Reputation: 1645
I have a pandas dataframe like this
df = pd.DataFrame(data=[[21, 1],[32, -4],[-4, 14],[3, 17],[-7,NaN]], columns=['a', 'b'])
df
I want to be able to remove all rows with negative values in a list of columns and conserving rows with NaN.
In my example there is only 2 columns, but I have more in my dataset, so I can't do it one by one.
Upvotes: 31
Views: 172428
Reputation: 3491
I was looking for a solution for this that doesn't change the dtype (which will happen if NaN's are mixed in with ints as suggested in the answers that use dropna
. Since the questioner already had a NaN in their data, that may not be an issue for them. I went with this solution which preserves the int64
dtype. Here it is with my sample data:
df = pd.DataFrame(data={'a':[0, 1, 2], 'b': [-1,0,1], 'c': [-2, -1, 0]})
columns = ['b', 'c']
filter_ = (df[columns] >= 0).all(axis=1)
df[filter_]
a b c
2 2 1 0
Upvotes: 1
Reputation: 737
I've found you can simplify the answer by just doing this:
>>> cols = ['b']
>>> df = df[df[cols] > 0]
dropna()
is not an in-place method, so you have to store the result.
>>> df = df.dropna()
Upvotes: 15
Reputation: 12108
If you want to apply it to all columns, do df[df > 0]
with dropna()
:
>>> df[df > 0].dropna()
a b
0 21 1
3 3 17
If you know what columns to apply it to, then do for only those cols with df[df[cols] > 0]
:
>>> cols = ['b']
>>> df[cols] = df[df[cols] > 0][cols]
>>> df.dropna()
a b
0 21 1
2 -4 14
3 3 17
Upvotes: 55

• Problems to work on:
A) Answer these questions about the pandas forum thread:
(i) How many views does the thread show?
(ii) Which dtype does the answer using a filter keep?
(iii) What does the thread say about dropna() being in-place?
B) In the pandas forum thread, take everything from "is not an in-place" down to "with dropna()" and write it out again, switching "store" to "keep".

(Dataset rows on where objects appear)
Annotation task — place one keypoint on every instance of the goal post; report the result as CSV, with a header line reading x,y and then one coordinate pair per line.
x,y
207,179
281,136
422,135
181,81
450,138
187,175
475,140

• Final results:
A)
(i) 172428
(ii) int64
(iii) It is not an in-place method, so you have to store the result.

B)
is not an in-place method, so you have to keep the result.
>>> df = df.dropna()
Upvotes: 15
Reputation: 12108
If you want to apply it to all columns, do df[df > 0]
with dropna()